### Dataset records
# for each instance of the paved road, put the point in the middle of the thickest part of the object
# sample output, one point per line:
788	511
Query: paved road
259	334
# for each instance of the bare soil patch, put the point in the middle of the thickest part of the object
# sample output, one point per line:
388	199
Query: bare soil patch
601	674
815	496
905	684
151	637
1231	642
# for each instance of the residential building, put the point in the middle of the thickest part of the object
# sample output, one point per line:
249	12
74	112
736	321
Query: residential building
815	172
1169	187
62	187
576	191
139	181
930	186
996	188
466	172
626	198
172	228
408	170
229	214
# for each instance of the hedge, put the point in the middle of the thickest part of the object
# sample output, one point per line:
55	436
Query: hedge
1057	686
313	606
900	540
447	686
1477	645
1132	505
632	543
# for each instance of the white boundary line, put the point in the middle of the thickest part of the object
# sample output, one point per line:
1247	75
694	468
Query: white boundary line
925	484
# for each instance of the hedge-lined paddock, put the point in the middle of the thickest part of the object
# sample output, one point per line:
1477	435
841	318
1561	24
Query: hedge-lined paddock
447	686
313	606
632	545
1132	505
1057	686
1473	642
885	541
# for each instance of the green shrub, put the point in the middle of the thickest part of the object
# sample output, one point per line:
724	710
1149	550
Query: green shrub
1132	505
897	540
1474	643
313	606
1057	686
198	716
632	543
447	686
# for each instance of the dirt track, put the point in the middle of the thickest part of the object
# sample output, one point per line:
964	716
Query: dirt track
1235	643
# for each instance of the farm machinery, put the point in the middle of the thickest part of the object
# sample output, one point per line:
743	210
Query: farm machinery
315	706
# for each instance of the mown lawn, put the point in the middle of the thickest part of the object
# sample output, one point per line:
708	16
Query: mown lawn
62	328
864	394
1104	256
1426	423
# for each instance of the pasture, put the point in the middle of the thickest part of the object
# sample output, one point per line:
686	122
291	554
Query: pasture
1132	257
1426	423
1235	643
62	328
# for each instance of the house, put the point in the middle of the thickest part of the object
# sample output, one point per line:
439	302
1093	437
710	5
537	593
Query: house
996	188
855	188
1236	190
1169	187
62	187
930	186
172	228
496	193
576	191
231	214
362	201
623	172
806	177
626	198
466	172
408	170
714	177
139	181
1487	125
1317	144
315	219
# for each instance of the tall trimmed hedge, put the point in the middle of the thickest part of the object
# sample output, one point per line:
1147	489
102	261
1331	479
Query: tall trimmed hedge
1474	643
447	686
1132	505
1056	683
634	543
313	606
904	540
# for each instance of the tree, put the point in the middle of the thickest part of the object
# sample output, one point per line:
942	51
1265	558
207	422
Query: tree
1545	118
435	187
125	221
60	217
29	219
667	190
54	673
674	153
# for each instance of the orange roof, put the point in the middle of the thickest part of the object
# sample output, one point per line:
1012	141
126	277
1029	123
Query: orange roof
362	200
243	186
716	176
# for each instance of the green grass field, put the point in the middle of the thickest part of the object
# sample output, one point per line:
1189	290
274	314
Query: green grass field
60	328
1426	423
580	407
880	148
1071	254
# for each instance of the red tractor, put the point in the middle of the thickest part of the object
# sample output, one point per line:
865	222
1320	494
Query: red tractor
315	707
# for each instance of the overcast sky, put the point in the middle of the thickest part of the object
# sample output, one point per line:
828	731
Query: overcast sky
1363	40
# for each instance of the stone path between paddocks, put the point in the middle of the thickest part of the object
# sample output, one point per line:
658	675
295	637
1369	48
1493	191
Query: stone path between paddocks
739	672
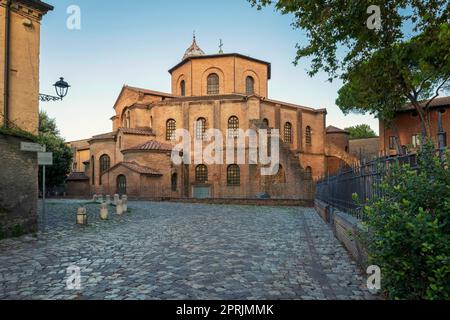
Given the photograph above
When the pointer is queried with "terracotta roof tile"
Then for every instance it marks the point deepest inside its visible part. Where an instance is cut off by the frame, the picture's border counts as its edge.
(333, 129)
(438, 102)
(138, 131)
(134, 166)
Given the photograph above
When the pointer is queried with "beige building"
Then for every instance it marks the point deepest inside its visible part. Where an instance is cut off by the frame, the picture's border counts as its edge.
(222, 91)
(20, 31)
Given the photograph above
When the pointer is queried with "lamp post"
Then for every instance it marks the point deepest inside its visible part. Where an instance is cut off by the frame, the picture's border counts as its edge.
(61, 88)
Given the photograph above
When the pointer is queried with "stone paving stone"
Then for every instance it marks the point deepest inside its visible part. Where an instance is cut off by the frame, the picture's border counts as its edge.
(181, 251)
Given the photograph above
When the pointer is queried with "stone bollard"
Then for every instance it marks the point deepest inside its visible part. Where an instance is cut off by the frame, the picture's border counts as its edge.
(104, 211)
(82, 216)
(125, 203)
(119, 207)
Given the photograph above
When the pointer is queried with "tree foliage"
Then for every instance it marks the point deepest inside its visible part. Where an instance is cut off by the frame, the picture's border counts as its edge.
(409, 229)
(62, 154)
(361, 131)
(406, 60)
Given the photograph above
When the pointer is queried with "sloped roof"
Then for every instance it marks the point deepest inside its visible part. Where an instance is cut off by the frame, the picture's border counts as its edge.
(151, 145)
(109, 135)
(138, 131)
(134, 166)
(437, 102)
(144, 91)
(38, 5)
(77, 176)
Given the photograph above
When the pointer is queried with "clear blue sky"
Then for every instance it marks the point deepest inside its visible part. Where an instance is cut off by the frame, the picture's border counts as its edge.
(135, 42)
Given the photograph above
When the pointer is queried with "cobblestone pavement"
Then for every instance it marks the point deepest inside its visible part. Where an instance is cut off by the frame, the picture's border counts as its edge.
(181, 251)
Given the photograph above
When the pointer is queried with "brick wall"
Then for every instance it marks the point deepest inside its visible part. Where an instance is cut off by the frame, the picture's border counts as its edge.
(18, 188)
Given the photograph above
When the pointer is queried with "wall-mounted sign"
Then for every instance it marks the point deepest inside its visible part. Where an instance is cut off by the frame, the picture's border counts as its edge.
(31, 147)
(45, 158)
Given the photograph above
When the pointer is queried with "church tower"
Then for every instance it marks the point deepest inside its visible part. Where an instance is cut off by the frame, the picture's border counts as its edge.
(199, 74)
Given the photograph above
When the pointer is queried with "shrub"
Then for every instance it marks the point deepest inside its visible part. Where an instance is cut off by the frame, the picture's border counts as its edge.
(409, 229)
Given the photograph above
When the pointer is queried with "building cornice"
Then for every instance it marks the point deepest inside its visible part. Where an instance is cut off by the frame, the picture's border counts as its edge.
(225, 55)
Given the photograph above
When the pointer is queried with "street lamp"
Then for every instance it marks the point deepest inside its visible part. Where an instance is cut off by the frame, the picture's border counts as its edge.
(61, 88)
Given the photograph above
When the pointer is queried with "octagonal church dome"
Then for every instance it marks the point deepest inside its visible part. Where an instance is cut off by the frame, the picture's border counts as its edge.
(193, 51)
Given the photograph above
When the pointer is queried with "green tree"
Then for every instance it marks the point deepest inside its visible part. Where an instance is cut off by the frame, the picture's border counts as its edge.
(408, 229)
(62, 155)
(406, 60)
(361, 131)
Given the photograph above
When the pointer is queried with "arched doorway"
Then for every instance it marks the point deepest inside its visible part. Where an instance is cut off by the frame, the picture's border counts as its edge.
(121, 185)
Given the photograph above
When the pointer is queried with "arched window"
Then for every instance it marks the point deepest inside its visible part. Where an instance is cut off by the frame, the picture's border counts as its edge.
(200, 129)
(92, 170)
(171, 127)
(308, 173)
(308, 137)
(249, 86)
(233, 127)
(233, 175)
(288, 132)
(121, 185)
(105, 163)
(183, 88)
(213, 84)
(201, 173)
(174, 182)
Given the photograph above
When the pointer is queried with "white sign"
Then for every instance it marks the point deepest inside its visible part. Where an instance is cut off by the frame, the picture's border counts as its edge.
(31, 147)
(45, 158)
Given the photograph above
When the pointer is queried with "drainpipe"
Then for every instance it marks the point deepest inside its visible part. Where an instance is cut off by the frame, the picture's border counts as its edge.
(7, 62)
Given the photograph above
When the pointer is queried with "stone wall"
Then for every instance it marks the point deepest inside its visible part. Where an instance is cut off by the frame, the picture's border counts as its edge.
(18, 188)
(346, 228)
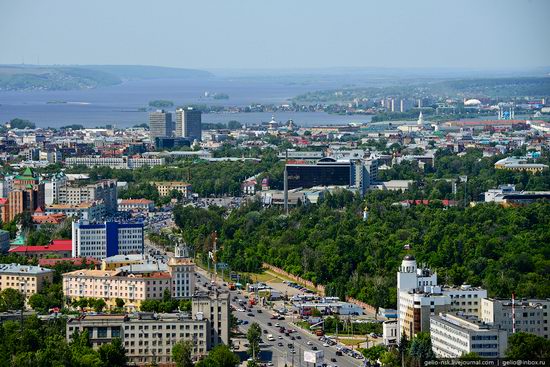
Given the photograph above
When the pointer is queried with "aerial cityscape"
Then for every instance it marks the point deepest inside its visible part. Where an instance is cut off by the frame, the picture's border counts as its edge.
(288, 184)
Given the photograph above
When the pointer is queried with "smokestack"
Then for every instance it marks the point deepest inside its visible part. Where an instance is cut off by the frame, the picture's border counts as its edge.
(285, 178)
(513, 313)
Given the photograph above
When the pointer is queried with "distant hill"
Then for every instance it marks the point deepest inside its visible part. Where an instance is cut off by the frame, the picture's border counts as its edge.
(35, 77)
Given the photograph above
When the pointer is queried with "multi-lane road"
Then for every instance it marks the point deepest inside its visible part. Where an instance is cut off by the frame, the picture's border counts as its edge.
(278, 351)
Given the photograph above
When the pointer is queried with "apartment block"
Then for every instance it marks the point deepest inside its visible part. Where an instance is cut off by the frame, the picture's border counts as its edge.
(166, 188)
(531, 315)
(147, 337)
(27, 279)
(115, 162)
(454, 335)
(92, 211)
(106, 239)
(104, 190)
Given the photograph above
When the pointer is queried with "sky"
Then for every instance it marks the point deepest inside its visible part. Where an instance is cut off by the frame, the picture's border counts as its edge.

### Problem to work on
State how many lines of the material contain the string "wall", with no other words.

### Final answer
3